**TASK OBJECTIVE**
Transcribe exactly, and only, the lines running from the one with "of the tractor." to the end of the entries below, both included, without any pictures.
DATASET section start
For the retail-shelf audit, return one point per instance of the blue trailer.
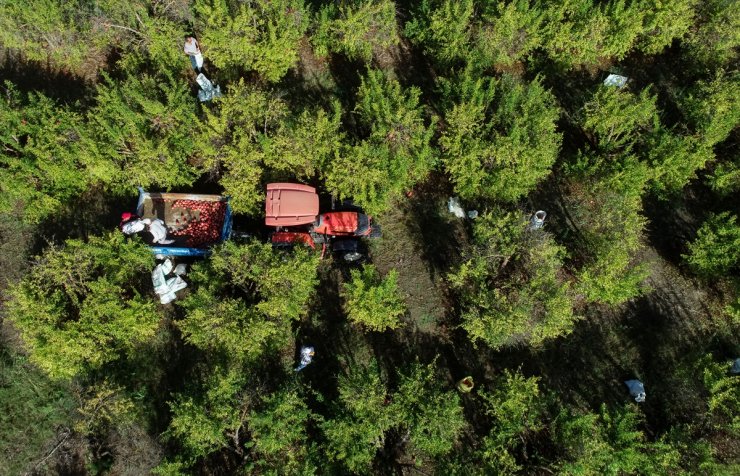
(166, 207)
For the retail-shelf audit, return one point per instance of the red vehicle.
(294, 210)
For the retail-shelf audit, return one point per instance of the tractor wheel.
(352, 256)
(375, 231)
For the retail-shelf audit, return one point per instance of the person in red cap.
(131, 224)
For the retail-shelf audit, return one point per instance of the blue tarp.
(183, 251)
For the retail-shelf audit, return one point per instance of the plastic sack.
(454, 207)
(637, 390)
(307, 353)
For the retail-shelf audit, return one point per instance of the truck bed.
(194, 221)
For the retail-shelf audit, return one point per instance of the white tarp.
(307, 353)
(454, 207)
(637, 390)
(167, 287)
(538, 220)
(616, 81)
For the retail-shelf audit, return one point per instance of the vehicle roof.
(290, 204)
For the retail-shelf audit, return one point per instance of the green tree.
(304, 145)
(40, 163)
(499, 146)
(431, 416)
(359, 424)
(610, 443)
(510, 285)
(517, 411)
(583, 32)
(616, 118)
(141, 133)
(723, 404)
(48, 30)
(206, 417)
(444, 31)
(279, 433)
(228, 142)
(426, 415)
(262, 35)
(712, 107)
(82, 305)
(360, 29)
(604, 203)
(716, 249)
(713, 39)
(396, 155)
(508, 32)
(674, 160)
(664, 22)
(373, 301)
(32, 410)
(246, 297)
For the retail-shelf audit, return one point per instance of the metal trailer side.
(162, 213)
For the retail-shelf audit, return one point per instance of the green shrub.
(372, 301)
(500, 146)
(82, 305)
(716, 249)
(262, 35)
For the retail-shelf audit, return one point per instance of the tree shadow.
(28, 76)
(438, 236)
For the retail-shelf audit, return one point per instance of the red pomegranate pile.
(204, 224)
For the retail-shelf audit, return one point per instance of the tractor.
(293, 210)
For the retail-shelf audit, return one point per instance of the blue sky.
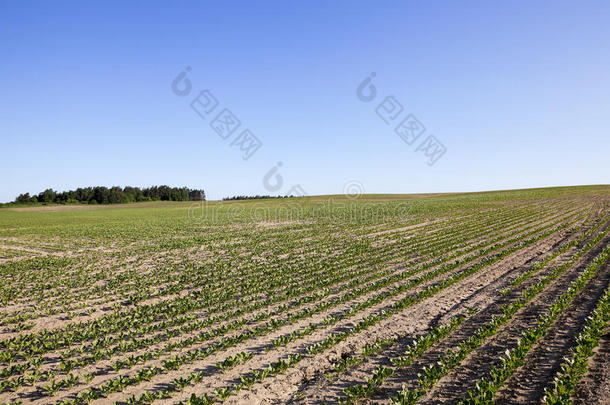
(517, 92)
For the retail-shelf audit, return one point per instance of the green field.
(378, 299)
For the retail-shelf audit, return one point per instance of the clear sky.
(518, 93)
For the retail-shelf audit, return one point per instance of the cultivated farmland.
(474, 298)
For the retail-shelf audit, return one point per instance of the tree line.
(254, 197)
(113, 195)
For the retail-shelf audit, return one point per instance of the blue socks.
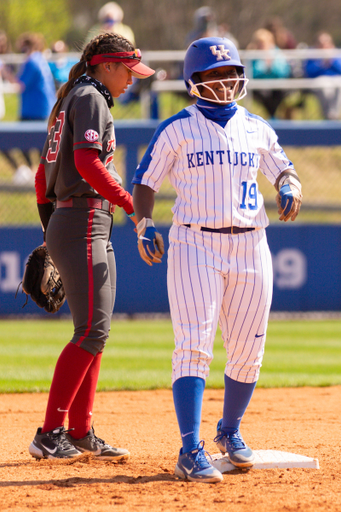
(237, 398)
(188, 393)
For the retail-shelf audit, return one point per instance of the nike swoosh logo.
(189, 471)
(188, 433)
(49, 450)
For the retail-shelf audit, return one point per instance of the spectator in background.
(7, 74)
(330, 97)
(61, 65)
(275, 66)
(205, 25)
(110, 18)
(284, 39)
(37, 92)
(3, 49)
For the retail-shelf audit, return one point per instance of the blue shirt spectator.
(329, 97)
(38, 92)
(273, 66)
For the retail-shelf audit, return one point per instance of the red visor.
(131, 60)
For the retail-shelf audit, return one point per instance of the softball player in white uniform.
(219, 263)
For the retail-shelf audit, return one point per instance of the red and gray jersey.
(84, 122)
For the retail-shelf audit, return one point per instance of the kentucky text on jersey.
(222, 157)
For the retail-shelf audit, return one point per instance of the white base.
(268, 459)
DATASET section end
**ANSWER SECTION**
For the retail-shelf audit, return one point per instance of the tractor.
(293, 210)
For the retail-shelf audit, return one point per instance of the blue sky.
(517, 92)
For the retail-shelf audit, return one point per instance of the green field.
(378, 299)
For the retail-shelf audit, return one point per instance of the clear sky.
(518, 93)
For the retail-shelf audit, return one point per instance of the cultivated farmland.
(474, 298)
For the retail-shelf audit, return one point per instance of the tree line.
(254, 197)
(113, 195)
For the retail-shelf audit, return one point per instance of the blue socks.
(237, 398)
(188, 393)
For the retail-shelf audit, return one point per instance of the nike swoosh logo.
(189, 471)
(188, 433)
(49, 450)
For the retail-shelf audit, return one point per instance of the spectator in background.
(7, 74)
(330, 97)
(61, 65)
(275, 66)
(205, 25)
(110, 18)
(284, 39)
(37, 92)
(3, 49)
For the retail-shelf audit, return one point per instance of the blue shirt spectator.
(329, 97)
(38, 92)
(273, 66)
For the retail-shelf audit, return one point per instance of the red visor.
(131, 60)
For the retail-shelf audit, return one point per instance of the softball player in white uniform.
(219, 263)
For the retail-shelf audit, return one point per instance of the red and gray jersey.
(84, 122)
For the retail-shelf audit, return one point per instance of the kentucky text on jersey.
(222, 157)
For the retail-shelf audit, return one point per instance of the white base.
(268, 459)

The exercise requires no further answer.